§ **Required task a**
In the entries, swap "hillside" for "slope" in everything from the line containing "stake and supply updated box coordinates." down to the line containing "[0,22,120,34]", and leave all else unchanged. Return only those lines, without the pictures.

§ **Text excerpt**
----

Daily News, Sri Lanka
Changing partners in commerce
By Sher Azad
29 March 2012
The calls to boycott American goods and services in the wake of the recent resolution at the United Nations Commission on Human Rights (UNCHR) have highlighted the fact that Sri Lanka’s export trade is heavily dependent on a narrow slew of countries.
An embargo on Sri Lankan goods called by the European Union (EU) or the USA and the rest of the North American Free Trade Area (NAFTA) could have disastrous consequences on our economy. The enormity of this threat is revealed by the fact that, if the European Union is considered as a block, the countries voting against Sri Lanka on the resolution buy about 64 percent of the country’s exports. Imports from these countries are only about 35 percent of our total imports.
The EU is the destination for 35 percent of our exports, NAFTA for 23 percent. The country’s imports from both NAFTA and the EU total less than 15 percent of all imports, so we are heavily dependent on these countries for trade income.
On the other hand, the South Asian Association for Regional Cooperation/South Asia Free Trade area (SAARC/SAFTA) accounts for only 7.2 percent of exports.

----

§ **Material for this exercise**
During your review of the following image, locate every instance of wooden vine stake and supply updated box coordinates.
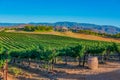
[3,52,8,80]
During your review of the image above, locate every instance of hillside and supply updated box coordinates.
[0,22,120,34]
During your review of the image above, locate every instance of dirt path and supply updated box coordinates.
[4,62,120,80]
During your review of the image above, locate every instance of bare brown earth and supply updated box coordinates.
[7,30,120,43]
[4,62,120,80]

----

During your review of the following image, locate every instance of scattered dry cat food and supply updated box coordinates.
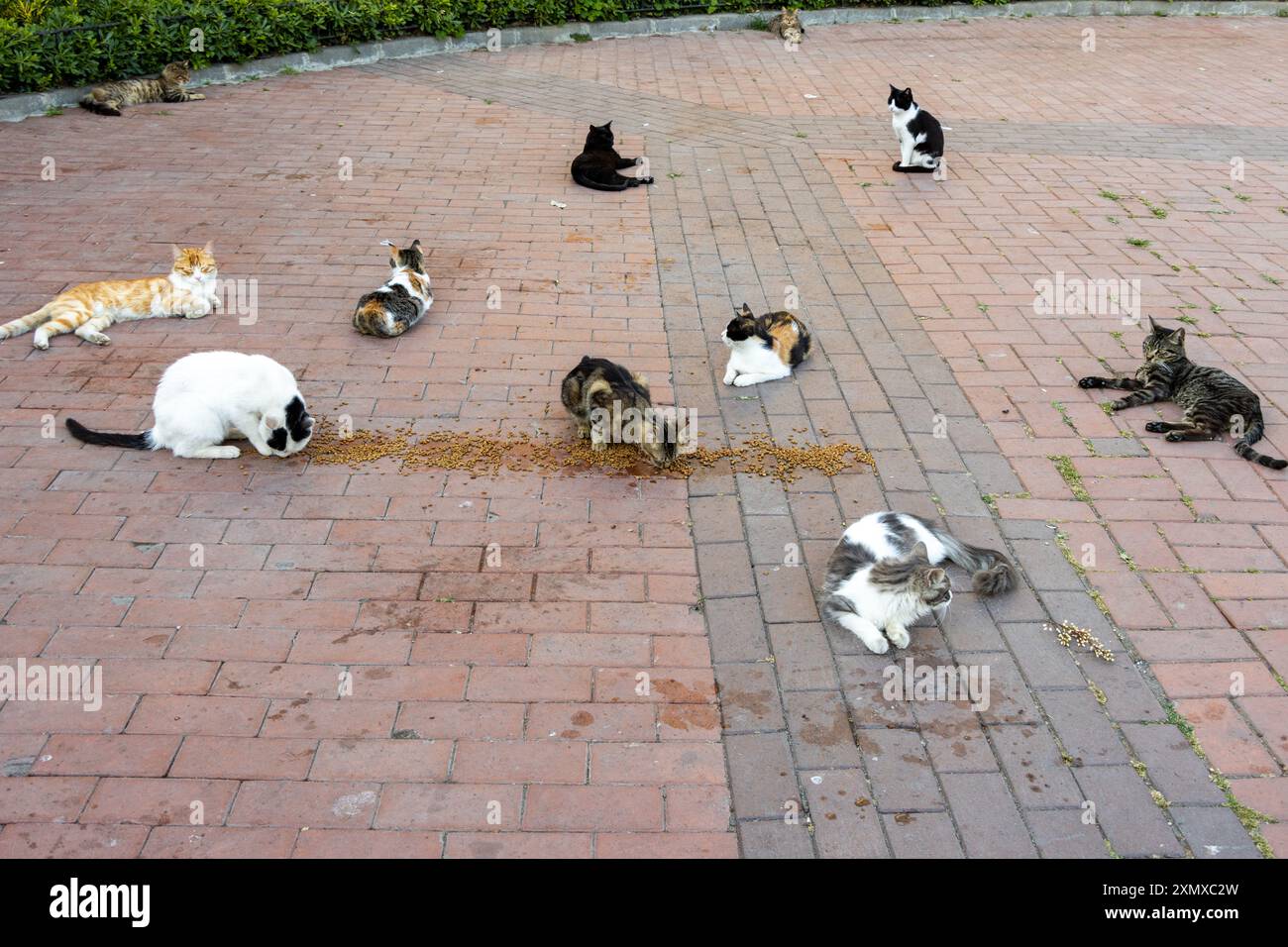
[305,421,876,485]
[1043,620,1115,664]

----

§ **Required task b**
Return everything from "An embargo on" down to "percent of exports." in the article on Sri Lanka's trade partners.

§ **Correct result a**
During your review of the following image, locate every instance of wooden vine stake and supply updated box coordinates.
[3,52,8,80]
During your review of the image above, locate every instance of slope and supply updated box coordinates.
[0,22,120,34]

§ **Correct result b**
An embargo on Sri Lankan goods called by the European Union (EU) or the USA and the rest of the North American Free Trade Area (NAFTA) could have disastrous consequences on our economy. The enormity of this threat is revealed by the fact that, if the European Union is considered as a block, the countries voting against Sri Lanka on the resolution buy about 64 percent of the country’s exports. Imports from these countries are only about 35 percent of our total imports.
The EU is the destination for 35 percent of our exports, NAFTA for 23 percent. The country’s imports from both NAFTA and the EU total less than 15 percent of all imports, so we are heavily dependent on these countries for trade income.
On the other hand, the South Asian Association for Regional Cooperation/South Asia Free Trade area (SAARC/SAFTA) accounts for only 7.2 percent of exports.